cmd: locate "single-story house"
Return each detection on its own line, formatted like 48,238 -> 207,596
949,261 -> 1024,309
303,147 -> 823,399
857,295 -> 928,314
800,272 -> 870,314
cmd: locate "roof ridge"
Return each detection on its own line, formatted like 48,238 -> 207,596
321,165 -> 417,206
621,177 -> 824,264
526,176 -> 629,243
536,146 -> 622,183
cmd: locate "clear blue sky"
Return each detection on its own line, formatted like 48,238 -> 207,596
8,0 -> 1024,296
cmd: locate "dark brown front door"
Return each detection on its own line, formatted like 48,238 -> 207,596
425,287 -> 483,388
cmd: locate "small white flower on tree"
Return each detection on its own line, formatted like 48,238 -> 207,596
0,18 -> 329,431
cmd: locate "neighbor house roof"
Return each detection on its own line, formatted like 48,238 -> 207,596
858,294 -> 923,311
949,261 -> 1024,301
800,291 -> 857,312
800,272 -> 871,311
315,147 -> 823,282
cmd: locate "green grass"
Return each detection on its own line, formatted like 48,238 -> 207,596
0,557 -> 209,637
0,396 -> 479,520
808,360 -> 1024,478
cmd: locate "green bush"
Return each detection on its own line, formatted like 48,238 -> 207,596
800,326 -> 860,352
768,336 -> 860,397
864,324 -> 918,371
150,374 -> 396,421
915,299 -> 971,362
○ ○ ○ ○ ○ ○ ○
** What needs to be done **
Reproduce all the lines of the entries above, requests included, adding 58 to every coordinate in the bounding boxes. Leave the numbers in the requests and their format samples unchanged.

** Exercise solution **
cmd: locate "single-story house"
Return each detection on its own line, formatted like 48,238 -> 207,596
1007,319 -> 1082,367
361,205 -> 881,457
915,353 -> 986,372
858,330 -> 928,372
cmd: locate "roof ridge"
Return each detection on its own line, formatted like 48,238 -> 207,596
379,223 -> 475,264
679,235 -> 882,322
584,234 -> 687,301
594,204 -> 680,241
cmd: locate "clear blue sky"
Return each detection on its own line, formatted like 48,238 -> 207,596
66,58 -> 1082,354
cmd: locate "dark brown front door"
Return each detection on its own line, formatted like 48,238 -> 207,596
483,345 -> 541,446
cmd: locate "small white flower on tree"
Return each detection on its own line, formatted like 48,238 -> 207,596
58,76 -> 387,489
cmd: locate "neighbor house roof"
Return each detection on its own line, formatted like 48,238 -> 207,596
916,352 -> 981,369
1007,319 -> 1082,359
858,349 -> 915,370
858,330 -> 929,369
373,205 -> 881,340
cmd: locate "green grass"
Return each detection on its own line, formatted like 48,238 -> 207,596
58,615 -> 267,695
58,454 -> 537,578
866,418 -> 1082,536
cmd: locate "green bush"
Return each detection on its own line, formatted like 48,238 -> 207,596
858,384 -> 918,410
826,394 -> 918,455
922,382 -> 976,429
208,432 -> 454,479
973,357 -> 1029,420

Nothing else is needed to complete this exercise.